## Objective
Render every line of the records below as a JSON list of strings, one string per line, omitting blank lines and leaving the pictures out.

+ + +

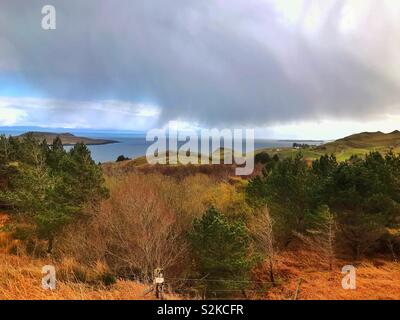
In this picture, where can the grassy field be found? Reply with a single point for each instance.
(357, 144)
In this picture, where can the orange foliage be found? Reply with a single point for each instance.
(376, 280)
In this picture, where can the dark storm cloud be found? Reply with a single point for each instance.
(212, 62)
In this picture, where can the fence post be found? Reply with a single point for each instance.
(159, 283)
(296, 295)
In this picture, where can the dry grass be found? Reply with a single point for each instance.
(20, 279)
(376, 280)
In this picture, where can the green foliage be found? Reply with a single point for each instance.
(364, 195)
(48, 186)
(220, 249)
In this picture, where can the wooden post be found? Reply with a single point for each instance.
(296, 294)
(159, 282)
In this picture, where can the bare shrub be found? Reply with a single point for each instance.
(133, 232)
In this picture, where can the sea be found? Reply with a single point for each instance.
(132, 144)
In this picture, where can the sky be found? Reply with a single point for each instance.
(304, 69)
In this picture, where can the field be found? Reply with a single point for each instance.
(358, 144)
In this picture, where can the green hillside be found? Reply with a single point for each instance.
(356, 144)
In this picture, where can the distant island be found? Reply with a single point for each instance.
(67, 139)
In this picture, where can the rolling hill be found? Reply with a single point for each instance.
(67, 139)
(356, 144)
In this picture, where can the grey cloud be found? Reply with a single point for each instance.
(212, 62)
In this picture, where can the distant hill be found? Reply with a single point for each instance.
(365, 140)
(67, 139)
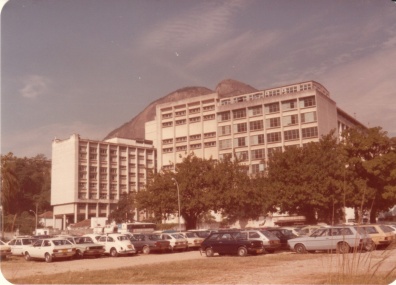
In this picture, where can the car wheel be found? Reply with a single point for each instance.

+ + +

## Solution for this exercise
[
  "In this picture, where can the grassy field be found? Reply with a single point for each instance.",
  "(357, 144)",
  "In this picture, where can the orange foliage be found? Reply with a single point for each instance.",
  "(376, 280)",
  "In this picture, where can the dark storm cloud be found? Reply with a single point for each instance.",
  "(212, 62)",
  "In this picture, where can the fence post be found? Reply with a single point for each instance.",
  "(159, 283)",
  "(296, 295)",
  "In this picture, where can the dry grass be found? Reply with a single point for each instance.",
  "(20, 279)",
  "(376, 280)",
  "In this picture, where can the green foliage be found? Reply with a single point for each instance.",
  "(364, 195)",
  "(48, 186)",
  "(220, 249)",
  "In this picture, where can the wooden post be found? Reply with a single point for each instance.",
  "(296, 294)",
  "(159, 282)",
  "In this picture, where can the bare shrub be found? Reply with a single point for each instance.",
  "(133, 232)",
  "In this picture, where can the sea be found? Reply with a single point for each instance.",
  "(132, 144)",
  "In this picture, where can the sky be found? Reply with a single point for each instance.",
  "(304, 69)",
  "In this picture, where can the field be found? Reply with a single point for each instance.",
  "(358, 144)",
  "In this picture, where can the green hillside be found? Reply with a single point for each instance.",
  "(356, 144)",
  "In this picture, where can the distant island be found? Reply with a single point for each instance.",
  "(67, 139)",
  "In this picture, where can the rolling hill be found? Reply with a single point for each instance.",
  "(67, 139)",
  "(356, 144)",
  "In this picture, where can the grey cloud be found? Reply with a single point for each instance.",
  "(212, 62)",
  "In this picture, where can the distant hill be found? Reply with a single point for each instance.",
  "(365, 140)",
  "(67, 139)",
  "In this picture, where can the car wheel be found? Reply with a single point for each instance."
]